*Text*.
On Wednesday, August 20, 2003 5:55 PM, Jon Noring [SMTP:jon[_at_]noring.name]
wrote:
> Everyone,
>
> It recently was said (and I consider it a revelation) that today's
> "Big Three" recording companies (Sony, BMG and Vivendi/Universal) who
> (reputedly) own the copyrights to the performances of most pre-WWII
> sound recordings, are very resistant to license them out to third
> parties for re-issue because they simply do not know the contract
> royalty history which may exist for these older recordings.
It's true that the strict analysis of the chain of title for rights in older works is a knot of Gordian complexity; it requires an Alexandrian solution. The problem with Jon's solution No 2 is that even the donation of anything specifically-identified would require the sort of not-cost-effective strict analysis.
There is, however, a fairly well-tried Alexandrian solution: voluntary collective licensing. A not-for-profit body is set up to administer the rights in question. X music company grants the body a non-exclusive licence to do their thing with any content owned or controlled by X music company, but only to the extent that it is entitled to license the rights in question. If it doesn't have the rights, they're not in the grant and the not-for-profit doesn't have them. X company doesn't need to give any warranty that it owns any rights at all; it just says that if it does, the not-for-profit can do its thing with them. The not-for-profit then goes and gets the same sort of grant from all the other people and organisations that might own some or all of the rights that it's interested in, until a considered judgement of the rights it has shows that it can go ahead and issue blanket licences covering an entire repertoire. Of course, it won't have everything covered. So it reserves the right to exclude works should an irate rightsholder emerge from the woodwork. But its users are indemnified for use before the work was excluded. The not-for-profit charges fees which are funnelled back to the music publishers, musicians etc according to some mutually-satisfactory formula (typically, a formula that is equally unsatisfactory to all the interest groups) and are used to underwrite the indemnity.

*Stated task A*.
Collect every line in the entries below that contains the word "shall".

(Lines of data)
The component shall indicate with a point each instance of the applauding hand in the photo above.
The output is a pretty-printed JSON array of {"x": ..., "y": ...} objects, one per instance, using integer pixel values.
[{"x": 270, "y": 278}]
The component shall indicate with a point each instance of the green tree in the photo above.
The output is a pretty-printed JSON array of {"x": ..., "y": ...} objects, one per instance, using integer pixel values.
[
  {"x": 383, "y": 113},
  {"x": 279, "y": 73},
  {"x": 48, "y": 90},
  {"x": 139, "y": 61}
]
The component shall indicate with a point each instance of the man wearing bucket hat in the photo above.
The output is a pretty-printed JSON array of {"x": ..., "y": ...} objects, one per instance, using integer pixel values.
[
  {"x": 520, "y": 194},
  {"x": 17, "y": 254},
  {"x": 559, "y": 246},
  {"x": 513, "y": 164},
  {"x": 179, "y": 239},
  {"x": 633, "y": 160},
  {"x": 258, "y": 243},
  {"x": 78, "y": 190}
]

*Stated task B*.
Please type out the whole message above about licensing older sound recordings, word for word, changing nothing.

*Response A*.
The component shall indicate with a point each instance of the applauding hand in the photo above.
The component shall indicate with a point each instance of the green tree in the photo above.
The component shall indicate with a point each instance of the man wearing bucket hat in the photo above.

*Response B*.
On Wednesday, August 20, 2003 5:55 PM, Jon Noring [SMTP:jon[_at_]noring.name]
wrote:
> Everyone,
>
> It recently was said (and I consider it a revelation) that today's
> "Big Three" recording companies (Sony, BMG and Vivendi/Universal) who
> (reputedly) own the copyrights to the performances of most pre-WWII
> sound recordings, are very resistant to license them out to third
> parties for re-issue because they simply do not know the contract
> royalty history which may exist for these older recordings.
It's true that the strict analysis of the chain of title for rights in older works is a knot of Gordian complexity; it requires an Alexandrian solution. The problem with Jon's solution No 2 is that even the donation of anything specifically-identified would require the sort of not-cost-effective strict analysis.
There is, however, a fairly well-tried Alexandrian solution: voluntary collective licensing. A not-for-profit body is set up to administer the rights in question. X music company grants the body a non-exclusive licence to do their thing with any content owned or controlled by X music company, but only to the extent that it is entitled to license the rights in question. If it doesn't have the rights, they're not in the grant and the not-for-profit doesn't have them. X company doesn't need to give any warranty that it owns any rights at all; it just says that if it does, the not-for-profit can do its thing with them. The not-for-profit then goes and gets the same sort of grant from all the other people and organisations that might own some or all of the rights that it's interested in, until a considered judgement of the rights it has shows that it can go ahead and issue blanket licences covering an entire repertoire. Of course, it won't have everything covered. So it reserves the right to exclude works should an irate rightsholder emerge from the woodwork. But its users are indemnified for use before the work was excluded. The not-for-profit charges fees which are funnelled back to the music publishers, musicians etc according to some mutually-satisfactory formula (typically, a formula that is equally unsatisfactory to all the interest groups) and are used to underwrite the indemnity.